# Building a new string jig?



## Deer Eliminator (Jan 21, 2010)

Hey Guys, I am building another string jig (bigger and better). I have a question on the jig posts. How wide and how tall? 
How wide and how tall do you guys recommend for the jig posts?

Thanks Hutch


----------



## Deer Eliminator (Jan 21, 2010)

ttt


----------



## dwagoner (Sep 27, 2007)

what did you have before that you want to improve on??? what size and material?


----------



## Deer Eliminator (Jan 21, 2010)

I built a custom jig years ago. It is a little weak when stretching the string. The main beam was not big enough so it flexes some. So I have no problem building and welding up a new jig. I was just curious what you guys had for height and width for the jig posts.

Hutch


----------



## Deer Eliminator (Jan 21, 2010)

Anybody?


----------



## Spotshooter2 (Oct 23, 2003)

Mine are 6 inches tall ,1 inch around, and 6 1/2 inches apart. No need to get them any taller than needed as it just creates more likelihood that the posts will give.


----------



## b0w_bender (Apr 30, 2006)

Hi Hutch 
My ultimate jig post, ignoring all manufacturing costs and material waste, would be: full 2" at the bottom tapering down a couple of times to a 3/4" shaft it would taper down to 1/4" post. the top would be a ball shape to allow you to remove and replace the string with the same ease. This wide base and thick shaft would minimize post flex while winding the thread. The post it's self would be no taller than 7" no shorter than 6". Place this on a 1/2" thick minimum steel base and you are golden.

Let me know how much they'll be :wink:


----------



## dwagoner (Sep 27, 2007)

this is why i never stretch or serve with string post's, i have made my own stretcher to do this, works so much better and you dont have to worry about the post's at all, after i layout on posts i trasfer to jig and do all my stretching/twisting/serving on that with 300-325lbs and no issues with even unistrut flexing, its screwed down to work bench too LOL

if i was to build posts i would think about using 1" aluminum and possibly pressing in SS 1/4" dowels on top of it for ultimate strength, even aluminum laythed down to 1/4 on top post is only as strong as those 1/4" parts.


----------



## Deer Eliminator (Jan 21, 2010)

dwagoner said:


> this is why i never stretch or serve with string post's, i have made my own stretcher to do this, works so much better and you dont have to worry about the post's at all, after i layout on posts i trasfer to jig and do all my stretching/twisting/serving on that with 300-325lbs and no issues with even unistrut flexing, its screwed down to work bench too LOL
> 
> if i was to build posts i would think about using 1" aluminum and possibly pressing in SS 1/4" dowels on top of it for ultimate strength, even aluminum laythed down to 1/4 on top post is only as strong as those 1/4" parts.


I have a stretcher that will take up to 500lbs at least. It is the center beam I will replace this week. It is weak and flexes. I just needed to rebuild my posts because I think mine are to wide apart. And just in case someone wanted serving instead of tag ends.

Hutch


----------



## TargetShooter2 (Dec 10, 2010)

*Monster Post*



b0w_bender said:


> Hi Hutch
> My ultimate jig post, ignoring all manufacturing costs and material waste, would be: full 2" at the bottom tapering down a couple of times to a 3/4" shaft it would taper down to 1/4" post. the top would be a ball shape to allow you to remove and replace the string with the same ease. This wide base and thick shaft would minimize post flex while winding the thread. The post it's self would be no taller than 7" no shorter than 6". Place this on a 1/2" thick minimum steel base and you are golden.

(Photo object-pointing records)

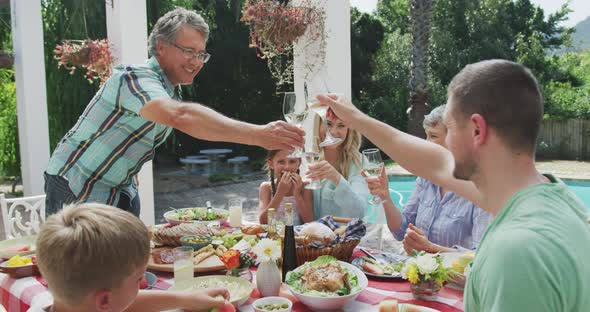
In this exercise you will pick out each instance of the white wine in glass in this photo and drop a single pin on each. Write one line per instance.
(295, 114)
(312, 158)
(322, 111)
(372, 166)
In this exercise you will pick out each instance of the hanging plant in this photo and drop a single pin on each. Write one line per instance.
(92, 55)
(275, 27)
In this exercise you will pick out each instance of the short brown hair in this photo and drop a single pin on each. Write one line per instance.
(87, 247)
(506, 94)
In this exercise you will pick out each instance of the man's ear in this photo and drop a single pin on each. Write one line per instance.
(102, 300)
(480, 130)
(160, 47)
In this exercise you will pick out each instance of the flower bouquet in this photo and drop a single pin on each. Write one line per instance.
(92, 55)
(426, 274)
(268, 277)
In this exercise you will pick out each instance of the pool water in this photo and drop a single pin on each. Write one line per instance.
(401, 187)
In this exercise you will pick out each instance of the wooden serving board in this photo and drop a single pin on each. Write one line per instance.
(213, 263)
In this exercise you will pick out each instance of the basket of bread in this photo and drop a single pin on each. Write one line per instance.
(327, 237)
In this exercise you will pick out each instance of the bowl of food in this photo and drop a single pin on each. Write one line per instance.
(239, 289)
(18, 266)
(309, 285)
(195, 241)
(195, 215)
(275, 304)
(22, 246)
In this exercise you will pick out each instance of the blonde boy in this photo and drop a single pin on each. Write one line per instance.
(94, 256)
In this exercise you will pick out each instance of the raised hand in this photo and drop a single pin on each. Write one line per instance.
(280, 135)
(415, 239)
(342, 107)
(323, 170)
(378, 186)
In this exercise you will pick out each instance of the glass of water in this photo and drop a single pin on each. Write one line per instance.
(235, 212)
(295, 113)
(312, 156)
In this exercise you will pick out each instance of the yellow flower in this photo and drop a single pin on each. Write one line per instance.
(413, 274)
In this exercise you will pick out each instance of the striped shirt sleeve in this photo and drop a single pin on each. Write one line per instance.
(139, 86)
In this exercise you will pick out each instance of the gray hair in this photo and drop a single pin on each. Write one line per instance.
(168, 25)
(434, 118)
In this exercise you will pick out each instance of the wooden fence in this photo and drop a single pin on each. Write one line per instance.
(564, 139)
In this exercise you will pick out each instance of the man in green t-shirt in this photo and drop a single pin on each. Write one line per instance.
(532, 256)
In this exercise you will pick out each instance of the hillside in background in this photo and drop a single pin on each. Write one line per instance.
(581, 36)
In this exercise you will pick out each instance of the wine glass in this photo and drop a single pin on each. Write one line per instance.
(295, 114)
(322, 111)
(373, 165)
(312, 156)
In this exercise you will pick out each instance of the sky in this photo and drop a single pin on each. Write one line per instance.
(581, 8)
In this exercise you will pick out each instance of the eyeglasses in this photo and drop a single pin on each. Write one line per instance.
(190, 54)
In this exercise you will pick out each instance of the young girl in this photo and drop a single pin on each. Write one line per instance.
(284, 185)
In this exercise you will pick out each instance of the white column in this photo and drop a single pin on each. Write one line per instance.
(336, 71)
(31, 96)
(127, 32)
(335, 75)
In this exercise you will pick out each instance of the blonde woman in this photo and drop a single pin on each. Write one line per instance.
(344, 191)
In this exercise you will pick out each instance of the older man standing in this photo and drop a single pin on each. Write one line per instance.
(136, 109)
(533, 256)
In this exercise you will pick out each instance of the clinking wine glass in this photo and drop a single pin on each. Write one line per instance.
(312, 156)
(322, 111)
(295, 114)
(373, 165)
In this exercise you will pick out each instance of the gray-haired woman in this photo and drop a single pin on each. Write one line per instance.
(136, 109)
(433, 219)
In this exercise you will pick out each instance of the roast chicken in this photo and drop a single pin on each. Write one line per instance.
(329, 277)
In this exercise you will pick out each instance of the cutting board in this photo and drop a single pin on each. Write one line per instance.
(210, 264)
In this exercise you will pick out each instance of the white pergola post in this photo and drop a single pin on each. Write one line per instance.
(31, 96)
(127, 32)
(336, 72)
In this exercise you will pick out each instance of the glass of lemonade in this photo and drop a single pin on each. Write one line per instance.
(235, 212)
(183, 263)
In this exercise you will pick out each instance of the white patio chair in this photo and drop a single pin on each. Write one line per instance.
(13, 211)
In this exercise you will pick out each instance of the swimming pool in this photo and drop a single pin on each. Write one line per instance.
(401, 187)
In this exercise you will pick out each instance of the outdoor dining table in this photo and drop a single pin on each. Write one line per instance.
(19, 294)
(214, 154)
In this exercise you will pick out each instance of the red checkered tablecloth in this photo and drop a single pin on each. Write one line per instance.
(19, 294)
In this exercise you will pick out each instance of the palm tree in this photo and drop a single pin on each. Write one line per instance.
(420, 13)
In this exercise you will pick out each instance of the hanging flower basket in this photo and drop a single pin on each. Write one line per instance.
(275, 27)
(92, 55)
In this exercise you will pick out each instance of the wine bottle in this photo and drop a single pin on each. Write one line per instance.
(210, 213)
(289, 249)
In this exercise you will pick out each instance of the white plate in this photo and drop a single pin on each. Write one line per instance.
(8, 247)
(403, 307)
(333, 303)
(213, 280)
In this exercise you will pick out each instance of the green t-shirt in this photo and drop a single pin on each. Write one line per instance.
(534, 256)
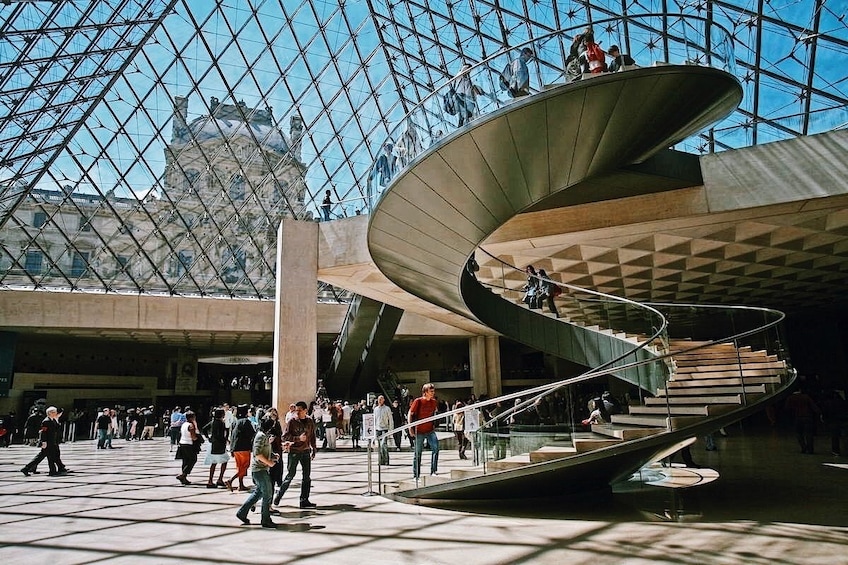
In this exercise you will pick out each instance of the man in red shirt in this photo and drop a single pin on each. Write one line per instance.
(421, 408)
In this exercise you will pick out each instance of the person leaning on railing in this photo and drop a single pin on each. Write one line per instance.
(619, 60)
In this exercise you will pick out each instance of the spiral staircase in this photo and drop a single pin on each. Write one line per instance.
(698, 368)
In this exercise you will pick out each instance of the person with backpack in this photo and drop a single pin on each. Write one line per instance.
(241, 445)
(515, 78)
(595, 58)
(549, 291)
(465, 93)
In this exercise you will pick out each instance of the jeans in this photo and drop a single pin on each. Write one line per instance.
(331, 433)
(384, 447)
(433, 442)
(305, 460)
(264, 489)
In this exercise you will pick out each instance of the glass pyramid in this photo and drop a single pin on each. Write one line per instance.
(152, 146)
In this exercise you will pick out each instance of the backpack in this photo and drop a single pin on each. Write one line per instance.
(505, 77)
(449, 101)
(595, 57)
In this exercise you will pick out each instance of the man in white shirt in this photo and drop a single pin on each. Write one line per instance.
(382, 423)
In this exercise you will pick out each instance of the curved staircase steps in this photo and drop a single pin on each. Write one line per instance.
(707, 384)
(625, 433)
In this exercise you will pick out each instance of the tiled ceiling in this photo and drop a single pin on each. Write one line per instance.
(87, 116)
(778, 258)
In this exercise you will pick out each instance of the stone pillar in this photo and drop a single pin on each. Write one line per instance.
(493, 365)
(295, 322)
(7, 365)
(477, 363)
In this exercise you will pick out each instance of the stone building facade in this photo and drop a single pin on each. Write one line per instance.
(208, 228)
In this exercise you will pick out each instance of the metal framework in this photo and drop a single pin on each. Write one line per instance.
(153, 145)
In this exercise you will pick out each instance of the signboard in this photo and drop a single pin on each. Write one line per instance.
(368, 426)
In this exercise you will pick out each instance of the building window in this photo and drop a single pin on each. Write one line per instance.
(184, 261)
(280, 189)
(79, 264)
(33, 262)
(39, 219)
(237, 188)
(191, 176)
(235, 261)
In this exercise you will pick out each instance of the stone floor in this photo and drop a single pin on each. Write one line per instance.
(771, 505)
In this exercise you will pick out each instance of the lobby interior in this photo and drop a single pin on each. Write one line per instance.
(752, 211)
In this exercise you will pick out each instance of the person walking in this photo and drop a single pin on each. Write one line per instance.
(326, 203)
(217, 449)
(459, 429)
(263, 460)
(177, 421)
(300, 443)
(104, 424)
(49, 437)
(421, 408)
(187, 450)
(241, 446)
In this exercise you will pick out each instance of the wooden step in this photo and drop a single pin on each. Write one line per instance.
(635, 420)
(514, 462)
(696, 396)
(684, 410)
(457, 474)
(708, 392)
(625, 433)
(692, 360)
(552, 453)
(731, 359)
(689, 383)
(596, 441)
(779, 365)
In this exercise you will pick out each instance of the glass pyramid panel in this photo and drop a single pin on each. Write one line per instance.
(152, 146)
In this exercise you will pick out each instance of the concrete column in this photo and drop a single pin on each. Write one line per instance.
(477, 362)
(295, 316)
(493, 365)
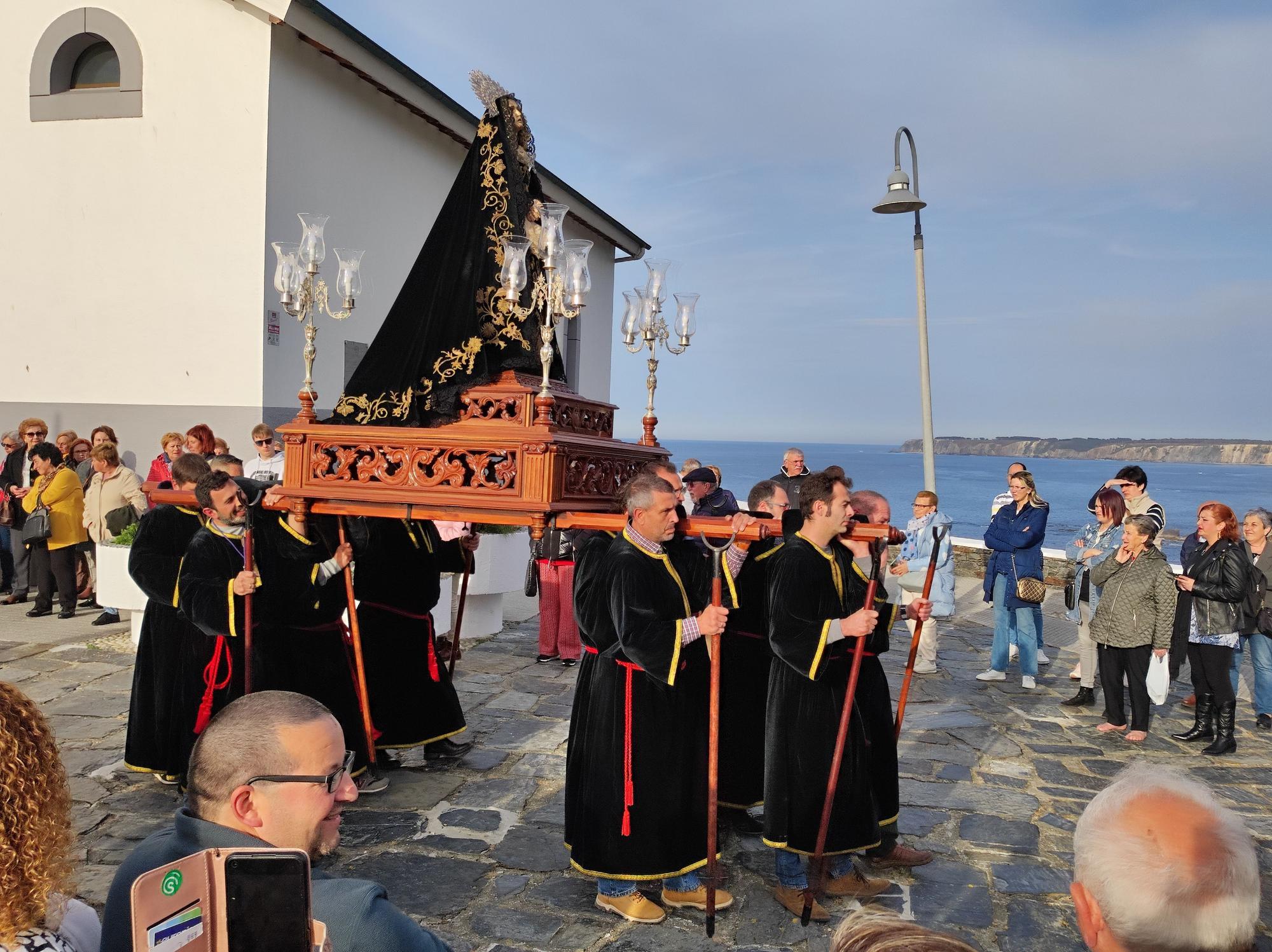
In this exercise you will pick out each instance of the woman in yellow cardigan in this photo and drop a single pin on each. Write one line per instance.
(59, 489)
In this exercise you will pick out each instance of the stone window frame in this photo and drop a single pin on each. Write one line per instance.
(54, 60)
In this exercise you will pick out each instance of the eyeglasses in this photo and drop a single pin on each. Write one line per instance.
(331, 780)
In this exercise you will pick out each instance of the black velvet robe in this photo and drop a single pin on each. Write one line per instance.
(663, 834)
(590, 598)
(810, 590)
(399, 583)
(745, 662)
(162, 699)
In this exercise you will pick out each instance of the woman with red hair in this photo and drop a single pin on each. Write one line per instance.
(1215, 578)
(200, 439)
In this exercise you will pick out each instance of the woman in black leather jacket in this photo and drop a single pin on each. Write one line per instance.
(1215, 577)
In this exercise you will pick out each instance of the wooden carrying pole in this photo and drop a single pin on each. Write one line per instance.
(364, 700)
(817, 862)
(249, 565)
(460, 612)
(919, 628)
(716, 644)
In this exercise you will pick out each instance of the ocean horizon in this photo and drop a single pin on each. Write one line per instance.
(967, 484)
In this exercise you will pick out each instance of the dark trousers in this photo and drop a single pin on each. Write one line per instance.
(1210, 665)
(48, 565)
(1133, 662)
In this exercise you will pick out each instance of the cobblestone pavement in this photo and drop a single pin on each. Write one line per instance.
(993, 782)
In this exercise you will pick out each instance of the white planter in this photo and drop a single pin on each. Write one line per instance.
(499, 567)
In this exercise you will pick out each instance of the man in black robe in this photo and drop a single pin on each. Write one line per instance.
(639, 812)
(160, 693)
(745, 662)
(399, 582)
(874, 700)
(816, 612)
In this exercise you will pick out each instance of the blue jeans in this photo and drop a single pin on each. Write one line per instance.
(618, 888)
(1003, 626)
(791, 869)
(1261, 657)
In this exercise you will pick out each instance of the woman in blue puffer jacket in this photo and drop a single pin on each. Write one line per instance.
(911, 565)
(1014, 540)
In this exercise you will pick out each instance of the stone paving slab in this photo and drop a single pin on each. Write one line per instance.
(994, 779)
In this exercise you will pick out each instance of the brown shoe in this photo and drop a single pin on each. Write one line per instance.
(793, 901)
(634, 907)
(902, 857)
(696, 899)
(854, 883)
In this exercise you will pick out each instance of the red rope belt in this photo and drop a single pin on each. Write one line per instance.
(428, 616)
(629, 783)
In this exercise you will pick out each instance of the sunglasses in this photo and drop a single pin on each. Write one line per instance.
(331, 780)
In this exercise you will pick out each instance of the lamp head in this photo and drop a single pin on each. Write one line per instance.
(899, 198)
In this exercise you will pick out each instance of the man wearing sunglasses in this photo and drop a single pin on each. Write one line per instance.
(16, 480)
(272, 770)
(268, 466)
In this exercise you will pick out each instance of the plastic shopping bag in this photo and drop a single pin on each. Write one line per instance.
(1159, 679)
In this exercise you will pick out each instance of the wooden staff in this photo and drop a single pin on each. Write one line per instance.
(364, 700)
(919, 626)
(247, 606)
(460, 614)
(714, 643)
(815, 871)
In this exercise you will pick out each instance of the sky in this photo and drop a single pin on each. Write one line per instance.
(1097, 231)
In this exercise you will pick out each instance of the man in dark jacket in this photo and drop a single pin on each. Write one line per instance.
(709, 498)
(793, 475)
(16, 480)
(298, 745)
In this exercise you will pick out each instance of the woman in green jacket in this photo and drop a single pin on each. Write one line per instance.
(1133, 623)
(60, 492)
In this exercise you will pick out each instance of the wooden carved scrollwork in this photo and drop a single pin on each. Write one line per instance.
(588, 475)
(414, 466)
(480, 408)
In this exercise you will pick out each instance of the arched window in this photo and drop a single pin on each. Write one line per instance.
(87, 66)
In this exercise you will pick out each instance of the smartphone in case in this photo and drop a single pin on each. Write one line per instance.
(268, 902)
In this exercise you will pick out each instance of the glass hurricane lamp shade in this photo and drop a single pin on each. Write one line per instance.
(513, 275)
(686, 324)
(656, 288)
(284, 269)
(899, 198)
(551, 237)
(314, 249)
(578, 280)
(349, 282)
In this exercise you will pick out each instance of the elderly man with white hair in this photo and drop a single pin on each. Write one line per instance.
(1159, 866)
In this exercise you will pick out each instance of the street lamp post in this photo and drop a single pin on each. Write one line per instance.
(897, 200)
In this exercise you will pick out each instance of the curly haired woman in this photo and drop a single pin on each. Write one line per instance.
(36, 838)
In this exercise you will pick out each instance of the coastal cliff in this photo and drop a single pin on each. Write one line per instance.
(1137, 451)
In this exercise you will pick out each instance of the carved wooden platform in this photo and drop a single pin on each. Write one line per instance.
(499, 464)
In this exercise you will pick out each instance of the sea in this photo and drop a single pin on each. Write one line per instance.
(967, 484)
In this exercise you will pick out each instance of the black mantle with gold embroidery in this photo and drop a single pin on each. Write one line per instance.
(448, 329)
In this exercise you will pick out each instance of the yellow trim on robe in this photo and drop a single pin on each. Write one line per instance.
(283, 522)
(640, 878)
(826, 853)
(821, 648)
(676, 652)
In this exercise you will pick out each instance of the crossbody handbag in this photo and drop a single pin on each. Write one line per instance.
(1032, 591)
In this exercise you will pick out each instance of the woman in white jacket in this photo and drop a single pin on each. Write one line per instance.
(114, 486)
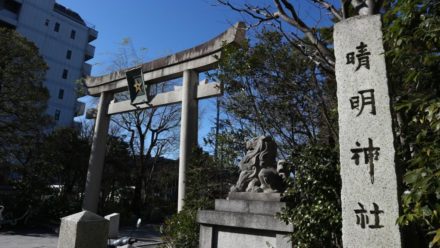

Actions to take:
**a)** Reproduce the rows from the line containing "in black robe" through the line containing "(1261, 657)", including both of those lines.
**b)** Take the string jig thread further from the point where it stops.
The string jig thread and the rows have no connection to each other.

Answers provided:
**a)**
In this exercise you will pick out each instance of the man in black robe in this photo and drop a single pin on each. Write one line per instance.
(639, 812)
(160, 693)
(745, 662)
(399, 582)
(874, 700)
(816, 612)
In this exercise you will pick out each instance of the blue jeans in this photo and drop a single pin on each. Write one line per instance.
(618, 888)
(1003, 626)
(791, 869)
(1261, 657)

**b)**
> 
> Let me know how much they'll be :wink:


hey all :: 
i'm going to turn a set of these out just to see how much time it take 
and what the end results will be , cut the 2 inch bar stock today 

TS2


----------



## CandianQuest (Mar 31, 2010)

what do you use to get that 500# of tension, and how do you measure the tension?


----------



## ex-wolverine (Dec 31, 2004)

Do not use Aluminum, it flexes too much...

If anyone can or will make a good 4 post jig that can be locked down and moved while spread, and locked down and moved while inline, I would glady pay what ver its worth...

My recomendation would be stainless or carbon steel


----------



## Deer Eliminator (Jan 21, 2010)

CandianQuest said:


> what do you use to get that 500# of tension, and how do you measure the tension?


I don't use 500lbs of tension. 300to 350lbs is enough. With the winch and a scale you could get 500lbs. And my stretcher can handle that.

Hutch


----------



## dwagoner (Sep 27, 2007)

ex-wolverine said:


> Do not use Aluminum, it flexes too much...
> 
> If anyone can or will make a good 4 post jig that can be locked down and moved while spread, and locked down and moved while inline, I would glady pay what ver its worth...
> 
> My recomendation would be stainless or carbon steel


yeah i agree with no AL, 2" base or not your still turned down to 1/4 on top. i dont think i would ever even use post's to stretch myself, i dont build alot so time isnt my enemy as some it is, im happy to move string to a stretcher after i layout and tie the ends. would be nice to just see what someone could design with 4post thats beefy enough to take the abuse of stretching on the post's


----------



## Purka (Sep 8, 2004)

dwagoner said:


> yeah i agree with no AL, 2" base or not your still turned down to 1/4 on top. i dont think i would ever even use post's to stretch myself, i dont build alot so time isnt my enemy as some it is, im happy to move string to a stretcher after i layout and tie the ends. would be nice to just see what someone could design with 4post thats beefy enough to take the abuse of stretching on the post's


My string jig can stretch on the posts... It can also draw a bow with two posts..


----------



## b0w_bender (Apr 30, 2006)

dwagoner said:


> yeah i agree with no AL, 2" base or not your still turned down to 1/4 on top. i don't think i would ever even use post's to stretch myself, i don't build a lot so time isn't my enemy as some it is, i'm happy to move string to a stretcher after i layout and tie the ends. would be nice to just see what someone could design with 4post that's beefy enough to take the abuse of stretching on the post's


I don't believe the 1/4" post will flex much at an inch in length, the sheer strength on that is huge, well if you have your threads at the top it might.... However I have 8" posts that are 3/4" over the whole length and you can clearly see them flex at 200# but the 1/4 post isn't moving significantly. 

I suppose this discussion is futile until we get our hands on a pair, then we'll see how these work out, it may be that you are right. 

Hows it going Shooter2, do you have a price yet? Not rushing you just curious.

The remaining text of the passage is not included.